**WHAT YOU ARE ASKED TO DO:**
Write the material out again exactly.

Excerpt from a dataset
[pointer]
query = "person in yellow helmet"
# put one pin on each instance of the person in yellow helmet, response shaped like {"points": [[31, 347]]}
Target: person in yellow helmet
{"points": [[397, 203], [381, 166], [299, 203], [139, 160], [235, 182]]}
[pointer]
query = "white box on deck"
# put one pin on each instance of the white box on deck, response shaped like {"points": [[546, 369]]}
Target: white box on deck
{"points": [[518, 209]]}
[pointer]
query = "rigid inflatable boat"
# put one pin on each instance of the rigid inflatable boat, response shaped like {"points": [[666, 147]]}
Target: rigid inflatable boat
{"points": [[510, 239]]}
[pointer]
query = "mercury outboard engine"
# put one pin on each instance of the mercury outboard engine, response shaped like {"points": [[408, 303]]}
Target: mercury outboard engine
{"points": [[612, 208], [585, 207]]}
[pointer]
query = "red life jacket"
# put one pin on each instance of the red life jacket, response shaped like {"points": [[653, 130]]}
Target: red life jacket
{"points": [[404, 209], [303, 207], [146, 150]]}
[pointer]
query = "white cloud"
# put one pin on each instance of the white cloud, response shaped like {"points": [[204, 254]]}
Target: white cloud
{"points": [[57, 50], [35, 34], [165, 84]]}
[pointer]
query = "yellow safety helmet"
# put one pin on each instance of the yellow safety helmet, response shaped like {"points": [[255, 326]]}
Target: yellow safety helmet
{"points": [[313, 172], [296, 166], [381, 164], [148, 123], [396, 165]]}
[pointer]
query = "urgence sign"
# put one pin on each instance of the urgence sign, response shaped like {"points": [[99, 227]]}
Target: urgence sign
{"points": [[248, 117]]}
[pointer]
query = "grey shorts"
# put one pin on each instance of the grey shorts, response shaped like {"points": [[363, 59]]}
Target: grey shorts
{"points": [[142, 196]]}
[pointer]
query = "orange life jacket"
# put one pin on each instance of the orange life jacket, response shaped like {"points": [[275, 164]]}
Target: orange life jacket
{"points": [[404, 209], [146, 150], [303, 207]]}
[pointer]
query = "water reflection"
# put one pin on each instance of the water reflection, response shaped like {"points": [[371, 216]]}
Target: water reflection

**SOLUTION FOR THIS EXERCISE:**
[pointer]
query = "person in yellow helmet"
# put one pin on each instance of the person in yellow helmet, response shaped like {"points": [[31, 347]]}
Target: person in yellow helmet
{"points": [[397, 203], [381, 166], [299, 203], [139, 160], [235, 182]]}
[pointer]
query = "white box on deck"
# put one pin on each instance of the white box on deck, response shaped like {"points": [[546, 369]]}
Target: white box on deck
{"points": [[518, 209]]}
[pointer]
query = "rigid inflatable boat"
# put one pin on each instance of the rigid inflatable boat, response shaped like {"points": [[666, 147]]}
Target: rigid inflatable boat
{"points": [[510, 239]]}
[pointer]
query = "mercury outboard engine"
# put one pin on each instance of the mercury outboard engine, response shaped like {"points": [[408, 303]]}
Target: mercury outboard engine
{"points": [[612, 208], [585, 207]]}
[pointer]
query = "red life jacket"
# put one pin on each instance of the red life jacket, response shaped like {"points": [[653, 130]]}
Target: red life jacket
{"points": [[404, 209], [303, 207], [146, 150]]}
[pointer]
query = "white cloud"
# put one pin on each instance of the white cloud, response shaped like {"points": [[204, 254]]}
Target: white cloud
{"points": [[57, 50], [35, 34], [165, 84]]}
[pointer]
query = "yellow safety helmet"
# put one pin on each instance of the yellow safety helmet, response shaped like {"points": [[255, 326]]}
Target: yellow safety helmet
{"points": [[313, 172], [296, 166], [381, 164], [148, 123], [396, 165]]}
[pointer]
query = "urgence sign"
# put one pin on each instance of the urgence sign, response shaped like {"points": [[99, 227]]}
Target: urgence sign
{"points": [[248, 117]]}
[pointer]
query = "grey shorts"
# put one pin on each instance of the grey shorts, response shaped like {"points": [[363, 59]]}
Target: grey shorts
{"points": [[142, 196]]}
[pointer]
query = "orange life jacket"
# put one pin on each instance of the orange life jacket, response shaped like {"points": [[275, 164]]}
Target: orange life jacket
{"points": [[404, 209], [146, 150], [303, 207]]}
[pointer]
query = "water reflection"
# put one pin on each instance of the water reflection, response shaped like {"points": [[371, 216]]}
Target: water reflection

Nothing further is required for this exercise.